[Data shown start]

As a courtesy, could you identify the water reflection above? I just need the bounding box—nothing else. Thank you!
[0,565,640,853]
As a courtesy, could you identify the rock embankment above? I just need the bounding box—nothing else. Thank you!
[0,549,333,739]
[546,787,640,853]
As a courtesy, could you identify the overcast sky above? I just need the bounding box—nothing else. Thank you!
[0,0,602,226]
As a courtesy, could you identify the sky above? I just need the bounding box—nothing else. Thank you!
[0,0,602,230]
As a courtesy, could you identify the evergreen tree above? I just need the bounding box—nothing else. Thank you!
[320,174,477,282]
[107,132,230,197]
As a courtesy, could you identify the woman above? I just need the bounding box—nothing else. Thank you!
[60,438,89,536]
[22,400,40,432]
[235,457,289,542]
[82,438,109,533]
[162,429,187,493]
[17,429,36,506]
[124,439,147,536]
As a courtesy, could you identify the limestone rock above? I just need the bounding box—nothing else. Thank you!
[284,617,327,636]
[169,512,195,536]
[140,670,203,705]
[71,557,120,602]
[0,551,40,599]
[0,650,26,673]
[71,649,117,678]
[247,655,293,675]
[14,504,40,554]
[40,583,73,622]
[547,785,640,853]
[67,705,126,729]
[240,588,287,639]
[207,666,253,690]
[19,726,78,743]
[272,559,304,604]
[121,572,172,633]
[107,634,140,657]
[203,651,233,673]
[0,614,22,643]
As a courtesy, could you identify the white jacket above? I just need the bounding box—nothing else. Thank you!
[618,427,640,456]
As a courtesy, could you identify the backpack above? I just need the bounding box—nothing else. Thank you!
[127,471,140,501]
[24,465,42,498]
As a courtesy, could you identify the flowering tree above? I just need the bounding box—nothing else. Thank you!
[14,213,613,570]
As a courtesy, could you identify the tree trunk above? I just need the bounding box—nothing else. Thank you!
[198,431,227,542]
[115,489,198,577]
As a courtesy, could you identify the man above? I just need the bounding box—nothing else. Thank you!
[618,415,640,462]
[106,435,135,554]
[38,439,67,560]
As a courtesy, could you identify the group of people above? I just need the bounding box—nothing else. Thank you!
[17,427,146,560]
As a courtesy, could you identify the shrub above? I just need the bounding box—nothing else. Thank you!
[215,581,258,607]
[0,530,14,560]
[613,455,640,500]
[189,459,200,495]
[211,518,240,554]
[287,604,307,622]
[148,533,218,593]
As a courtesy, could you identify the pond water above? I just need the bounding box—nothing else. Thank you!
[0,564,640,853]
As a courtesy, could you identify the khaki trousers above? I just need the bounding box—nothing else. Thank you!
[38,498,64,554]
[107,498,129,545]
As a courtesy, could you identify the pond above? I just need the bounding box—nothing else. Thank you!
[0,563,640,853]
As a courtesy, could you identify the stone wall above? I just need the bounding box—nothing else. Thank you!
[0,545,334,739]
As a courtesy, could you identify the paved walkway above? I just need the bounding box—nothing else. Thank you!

[Data shown end]

**Exercise details:** Reproduce the entire listing above line for line, without changing a single character.

**Output below:**
As a courtesy, could you identify the water reflection above? I just need the bounding box—nothing else. Thank you!
[0,565,640,853]
As a courtesy, could you identify the rock embankment above? I just need the bounding box—nothing else. Thank you!
[0,549,333,739]
[546,787,640,853]
As a courtesy, could you identify the overcast sky above? I just need the bounding box—nothing else. Thank you!
[0,0,602,226]
As a courtesy, could you identify the sky above? I just need the bounding box—nothing else. Thank you!
[0,0,602,230]
As a courtesy, could you identify the evergreen tree above? I just need the bounding box—nothing else. Thank you!
[320,174,477,282]
[107,132,230,197]
As a courtesy, could you identify the woman above? I just need the bounding box—nothing else. Thank you!
[60,438,89,536]
[22,400,40,432]
[235,457,289,542]
[82,438,109,533]
[162,429,187,493]
[17,429,36,506]
[124,439,147,536]
As a courtesy, could you identify the limestone rock above? I just need the bounding box—nothing else. Thank you!
[284,617,327,636]
[169,512,195,536]
[140,670,203,705]
[71,557,120,602]
[0,551,40,599]
[0,650,26,673]
[71,649,117,678]
[247,655,293,675]
[14,504,40,554]
[40,583,73,622]
[547,785,640,853]
[67,705,126,729]
[240,588,287,639]
[207,666,253,690]
[19,726,78,743]
[272,559,304,604]
[121,572,172,633]
[107,634,140,657]
[203,651,233,673]
[0,614,22,643]
As a courtesy, could you identify the white jacket above? I just need the bounding box—nothing else. Thank you!
[618,427,640,456]
As a courtesy, could you identify the backpack above? I just need the bounding box—nothing else. Thank you!
[127,471,140,501]
[24,465,42,498]
As a courtesy, could you identify the flowering tree above? I just need the bounding box—nothing else. Thank you!
[14,213,613,570]
As a courtesy, could you identify the tree trunk above? I just need the bounding box—nothing else. Thank you!
[198,431,227,542]
[115,489,198,577]
As a courtesy, could you identify the man above? I just need the bounding box—nothing else. Thank you!
[618,415,640,462]
[106,435,135,554]
[38,439,67,560]
As a courtesy, could you identify the group of people above? I just need the bounding box—nothing else. Thank you!
[17,427,146,560]
As a courtesy, could you identify the shrub above? I just need the bounding box—nothing else. Thank you!
[215,581,258,607]
[0,530,14,560]
[613,455,640,500]
[189,459,200,495]
[211,518,240,554]
[287,604,307,622]
[148,533,218,593]
As a courtesy, could you identify the pond water above? I just need the bounding box—nothing else. Thank you!
[0,564,640,853]
As a courtesy, could you identify the khaki trousers above? I just need the bounding box—nothing else. Thank you!
[38,498,64,554]
[107,498,129,545]
As a courtesy, could you identify the pond above? I just need the bounding box—nothing else. Thank you!
[0,563,640,853]
As a courtesy, could you identify the stone wall above? I just need the bounding box—nothing else. Thank you!
[0,545,334,739]
As a courtesy, could you identify the paved walkway above? I just need the bounding box—nothing else. Thank you!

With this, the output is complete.